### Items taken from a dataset
● ● ● ●

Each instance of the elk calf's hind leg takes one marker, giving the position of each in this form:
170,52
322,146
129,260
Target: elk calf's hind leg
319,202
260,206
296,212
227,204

● ● ● ●

### The task
Copy the listing above line for line, with no changes to any character.

### The completed task
Each instance of the elk calf's hind leg takes one marker, giving the position of each in this form:
170,52
322,146
129,260
Target: elk calf's hind leg
319,202
260,206
296,212
227,204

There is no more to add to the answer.